## DATA FOR THIS TASK:
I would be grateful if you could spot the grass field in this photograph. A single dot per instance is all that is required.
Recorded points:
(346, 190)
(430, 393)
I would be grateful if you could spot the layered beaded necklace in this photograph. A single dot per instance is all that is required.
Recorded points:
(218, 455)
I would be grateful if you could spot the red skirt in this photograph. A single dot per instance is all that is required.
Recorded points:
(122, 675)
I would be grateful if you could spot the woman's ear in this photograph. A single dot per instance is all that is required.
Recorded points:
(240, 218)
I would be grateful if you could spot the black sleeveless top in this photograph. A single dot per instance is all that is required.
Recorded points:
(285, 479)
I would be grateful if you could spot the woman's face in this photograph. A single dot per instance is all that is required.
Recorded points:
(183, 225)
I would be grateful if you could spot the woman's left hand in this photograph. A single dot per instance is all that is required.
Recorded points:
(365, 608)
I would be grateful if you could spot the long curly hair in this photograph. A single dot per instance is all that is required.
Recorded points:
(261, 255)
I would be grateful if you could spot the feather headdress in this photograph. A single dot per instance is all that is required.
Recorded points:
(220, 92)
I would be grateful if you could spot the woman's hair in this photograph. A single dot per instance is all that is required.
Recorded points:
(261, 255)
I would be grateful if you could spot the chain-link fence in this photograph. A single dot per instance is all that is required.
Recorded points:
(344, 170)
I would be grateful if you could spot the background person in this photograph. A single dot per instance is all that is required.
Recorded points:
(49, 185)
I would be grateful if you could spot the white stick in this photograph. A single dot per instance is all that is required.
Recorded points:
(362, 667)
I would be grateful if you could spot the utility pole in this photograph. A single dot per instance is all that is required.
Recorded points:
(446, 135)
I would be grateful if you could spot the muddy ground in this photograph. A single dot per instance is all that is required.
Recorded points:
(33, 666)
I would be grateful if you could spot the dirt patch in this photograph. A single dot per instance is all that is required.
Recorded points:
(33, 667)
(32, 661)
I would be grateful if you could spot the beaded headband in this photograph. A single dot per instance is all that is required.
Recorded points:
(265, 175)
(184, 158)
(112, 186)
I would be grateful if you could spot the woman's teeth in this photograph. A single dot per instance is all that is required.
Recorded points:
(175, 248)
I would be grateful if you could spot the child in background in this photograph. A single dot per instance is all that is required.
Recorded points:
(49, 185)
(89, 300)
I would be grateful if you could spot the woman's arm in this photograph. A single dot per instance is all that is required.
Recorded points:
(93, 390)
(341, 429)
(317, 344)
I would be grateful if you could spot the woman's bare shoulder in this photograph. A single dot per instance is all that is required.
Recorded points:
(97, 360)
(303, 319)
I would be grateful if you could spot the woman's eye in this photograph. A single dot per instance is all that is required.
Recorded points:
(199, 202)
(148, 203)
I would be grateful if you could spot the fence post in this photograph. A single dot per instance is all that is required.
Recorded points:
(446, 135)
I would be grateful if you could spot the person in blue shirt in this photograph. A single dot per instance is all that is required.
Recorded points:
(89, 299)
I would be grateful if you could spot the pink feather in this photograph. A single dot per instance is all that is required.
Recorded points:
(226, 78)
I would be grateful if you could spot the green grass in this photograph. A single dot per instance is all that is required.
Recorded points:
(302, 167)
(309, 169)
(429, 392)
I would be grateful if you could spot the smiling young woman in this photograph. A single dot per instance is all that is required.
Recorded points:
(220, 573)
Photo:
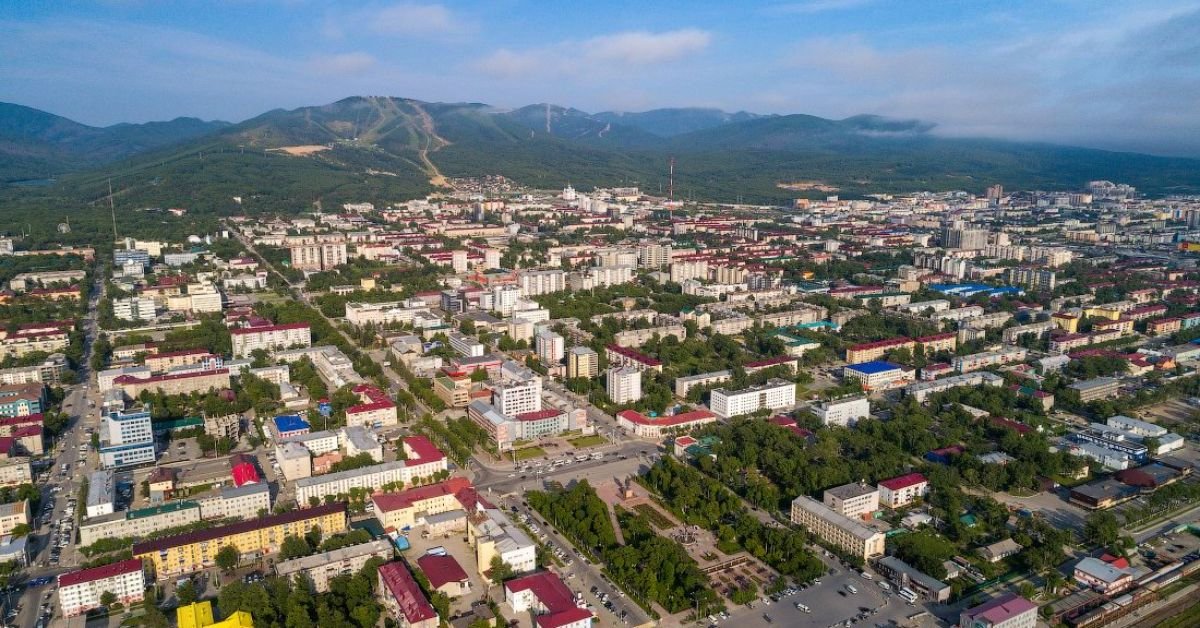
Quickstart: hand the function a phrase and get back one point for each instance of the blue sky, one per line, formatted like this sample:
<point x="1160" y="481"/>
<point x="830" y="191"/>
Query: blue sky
<point x="1110" y="75"/>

## TASK STATEMENT:
Output the records verbatim without pictures.

## RESPONSE TO THE EXERCISE:
I would be grateful if you could spot the grass field in this photograph. A single dot per instance is all that is required.
Recorded points:
(346, 190)
(430, 393)
I would be grateful if you could spot the layered beaded necklace in this photograph. A single dot per instance is all that is required.
Recorded points:
(218, 455)
I would be grateful if you could spot the red skirt in this photograph. A single dot per instance is all that is required.
Recorded points:
(122, 675)
I would be grateful if you could spot the woman's ear in this photograph. A single dot per instance is all that is required.
Recorded points:
(240, 218)
I would be grateful if you could spot the black sleeveless top in this photograph. A single dot per instance is all that is required.
Recorded points:
(285, 479)
I would be grateful if you could spot the woman's face in this photograph. A single dot per instance is all that is required.
Recorded points:
(183, 225)
I would be grateful if you could spot the woman's left hand in this photograph. A single dot per instance is all that is required.
Recorded points:
(365, 608)
I would be grateful if you could spot the long curly hair in this photograph. A single dot per instance is all that is required.
Recorded points:
(261, 255)
I would be grateful if you could spot the feather headdress in this photograph. A single dot per instance is all that is required.
Recorded points:
(220, 92)
I would be grateful if you could spot the woman's hair in this photograph. A single dot per instance is all that is required.
Recorded points:
(261, 255)
I would be grateful if you could spot the chain-link fence in this photograph. A single dot per instance is all that is required.
Recorded points:
(344, 170)
I would be grateful if you could spot the background person in this photograph. A single dot per instance is all that is required.
Recorded points:
(49, 185)
I would be grateful if you could spot the white stick in this photograph. A single dot per instance is all that is required.
Recorded points:
(362, 667)
I would be grateful if you could spot the utility pole in this photograph. A single dot per instance is all that is required.
Recorded points:
(446, 135)
I would be grateful if you could spot the muddy ground in this photograph. A single dot per instance is all that is required.
Recorded points:
(33, 666)
I would be grateful if you could spot the dirt patch in this photograph. A single dot per instance is all that is required.
Recorded points:
(33, 667)
(32, 661)
I would be grateful if you could spot the beaded headband in this photograph. A single dot per instance is all that is required.
Recorded points:
(265, 175)
(184, 158)
(112, 186)
I would be grateful if you could spot the woman's teeth in this photograph. A single dot per instance is all that is required.
Recorded points:
(175, 248)
I would be grateful if you could spot the child in background in this photograph. A single dot per instance is all that is required.
Recorded points:
(49, 185)
(89, 300)
I would be grateful if you could spot the woman's arm in this photograph. A single dot per instance is all that is required.
Recorded points:
(93, 390)
(341, 429)
(317, 344)
I would be grateful if you could spot the woman's bare shoulder in this photograph. A single dot per instance is all that is required.
Recorded points:
(97, 360)
(303, 319)
I would be grateful if you could spot the woman's eye in this photograph. A single dot per instance is all that is required.
Recorded points:
(199, 202)
(148, 203)
I would be grateful if you could spot the fence post in this photograph. A single dot per instance is all that is required.
Recorded points:
(446, 135)
I would be grateful if you could spot the person in blue shirt in this photograph. A single dot per instance is all that is required.
Recorded points:
(89, 299)
I would be grateful if you could spot the pink feather in this photograph. A single dot per instance is all that is required.
Recorded points:
(226, 78)
I would be grateful if you could spot the green grass in this photograph. A single dot per instance is all that is required.
Recorded points:
(302, 167)
(309, 169)
(429, 392)
I would be grateful if you could spot the smiling young woman in this photograph. A single dot per instance is all that is required.
Recorded points:
(220, 573)
Photo:
Quickstart: hand the function a phrase and get back one point for each instance of the blue sky, one per line, formatted like this sample:
<point x="1160" y="481"/>
<point x="830" y="191"/>
Query: blue sky
<point x="1110" y="75"/>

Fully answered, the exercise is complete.